→ **SELECTED TEXT**
☆ ☆ ☆ ☆ ☆ ☆ ☆

Jaguares 52 – Sunwolves 10: Another blowout, this one sans playoff implications. Jaguares dominant in all fronts except for the “kicking to Semisi Masirewa” front, which somehow still happens. In any case, not remotely competitive and a decent tune-up for the Jags who will play the visiting Chiefs next Friday.
Hurricanes 29 – Blues 24: There is not much more depressing than being a Blues fan. In this case, the Aucklanders led at halftime (continuing a trend of the Canes playing inconsistent first and second halves) against an undermanned Hurricanes squad. True to form, the Blues coughed it up and gave away the win to the second ranked Hurricanes with a miserable second half. No playoff implications, but emblematic of a Blues squad showing promise early and revealing their true identity later on.
Brumbies 40 – Reds 27: Another no playoff implication game, this one went exactly as expected. The Brumbies are playing the only good rugby in the Australian conference and are rewarded with a home quarterfinal against the Sharks. For the Reds, their season can be summarized by Samu Kerevi watching helplessly on the outside with an overlap as Duncan Paia’aua carries into three defenders and turns the ball over. At least for his sake, and the anguish of Reds fans everywhere, he leaves for the greener pastures of Japan’s Top League.
Stormers 9 – Sharks 12: Easily the match of the round. Playoff implications, competitive to the end, full of passion and effort from the players. In archetypal South African fashion, this match was a big hitting arm wrestle. Normally I prefer a more expansive, open game but it was great to watch these evenly matched teams square off. Lukhanyo Am’s 81st minute try to regain the lead for the Sharks was the fruition of a full game battle of attrition. Watching the score, you can see that the Stormers are completely spent by the end. Unfortunately for them, all that effort in a loss sees them sent home for the year while the Sharks travel to play the Brumbies. Both sides had large contributions from their midfielders as Am and Damian de Allende both stood out.

☆ ☆ ☆ ☆ ☆ ☆ ☆

→ **INFORMATION SHOWN**
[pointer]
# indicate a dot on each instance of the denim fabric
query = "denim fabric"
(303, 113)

☆ ☆ ☆ ☆ ☆ ☆ ☆

→ **AIM A**
Decide whether each statement agrees with the rugby round summary, and answer yes or no with the deciding words of the summary quoted exactly: (i) The Hurricanes were ahead of the Blues at halftime. (ii) The Brumbies will host the Sharks in a quarterfinal. (iii) The Jaguares will travel to play the Chiefs next Friday.
→ **AIM B**
Write the next part of the rugby round summary, starting after its final sentence.

→ **WRITTEN ANSWER A**
(i) No: "the Aucklanders led at halftime"
(ii) Yes: "rewarded with a home quarterfinal against the Sharks"
(iii) No: "will play the visiting Chiefs next Friday"

→ **WRITTEN ANSWER B**
Taking a moment to discuss selections, the Stormers-Sharks game showcased some interesting Springbok matchups. Both packs have contributions to the squad, but I will focus on the backs. DDA and Am would both look at home in the centers, with Jesse Kriel, Warrick Gelant and Andre Esterhuizen also competing for those roles. On the wings, however, a different story emerges. None of the four suiting up in this match seemed to be at an international standard. With pace and some moves, they can go fine at Super level but repeatedly were punished on defense and turned the ball over carrying high into contact (including against the aforementioned centers). Willie le Roux seems locked in at fullback and Aphiwe Dyantyi could find work on any international side. But the other wing and the space behind him appears to be full of air. Chelsin Kolbe’s footwork and pace outstrip the other contenders, but he too suffers from a diminutive stature.
Bulls 48 – Lions 27: Despite an opening kickoff return for a try, the Lions never looked the part and were trampled by the Bulls. Handre Pollard comfortably won the battle of the Springbok first fives, and the Bulls’ pack gave him a steady platform to unlock the defense. The Lions’s inability to keep it even close cost them a finals spot and saw the Highlanders through to the post season. The Bulls, with Jesse Kriel returned from injury, will travel to face the Hurricanes in Wellington.
The Final Whistle:
It is not clear how to feel about the Chiefs Jaguares draw. On one hand, they are the clear danger teams headed into the quarters with both in blistering form. On the other, would we be better served to see these teams split up and the excitement spread over more matches? As things are, this match stands to be an absolute barn burner.